START Raw data
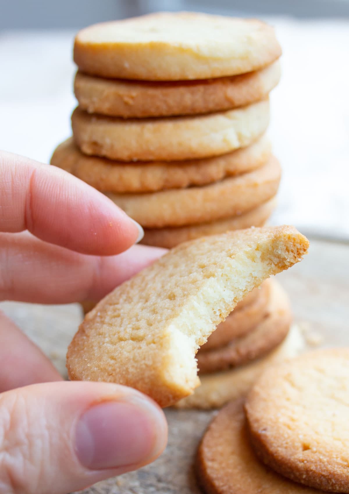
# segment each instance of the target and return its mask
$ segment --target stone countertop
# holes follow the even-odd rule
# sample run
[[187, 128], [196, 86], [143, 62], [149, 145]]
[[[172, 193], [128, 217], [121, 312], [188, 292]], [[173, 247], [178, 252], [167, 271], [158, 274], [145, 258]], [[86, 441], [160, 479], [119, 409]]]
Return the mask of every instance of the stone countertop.
[[[298, 325], [310, 346], [349, 345], [349, 246], [313, 240], [309, 254], [278, 275], [291, 298]], [[11, 317], [64, 375], [67, 347], [82, 319], [79, 306], [6, 302]], [[215, 412], [168, 410], [166, 451], [137, 472], [100, 482], [84, 494], [198, 494], [193, 470], [197, 445]]]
END Raw data
Given instruction:
Rewrite the material above with every "stone countertop" swapped for "granite countertop" and all other text kept the same. Omit the picture.

Solution to the problem:
# segment each instance of the target and return its mask
$ segment --target granite countertop
# holes follow the even-odd rule
# sample run
[[187, 128], [196, 86], [143, 62], [149, 145]]
[[[172, 193], [128, 217], [121, 312], [188, 292]], [[173, 247], [178, 252], [167, 271], [158, 274], [145, 258]], [[86, 441], [160, 479], [119, 409]]]
Return the mask of every instance of the granite countertop.
[[[298, 325], [310, 346], [349, 345], [349, 246], [313, 240], [309, 254], [278, 275], [291, 298]], [[11, 317], [64, 375], [67, 347], [82, 319], [79, 306], [6, 302]], [[215, 412], [168, 410], [166, 451], [137, 472], [100, 482], [84, 494], [198, 494], [193, 470], [197, 445]]]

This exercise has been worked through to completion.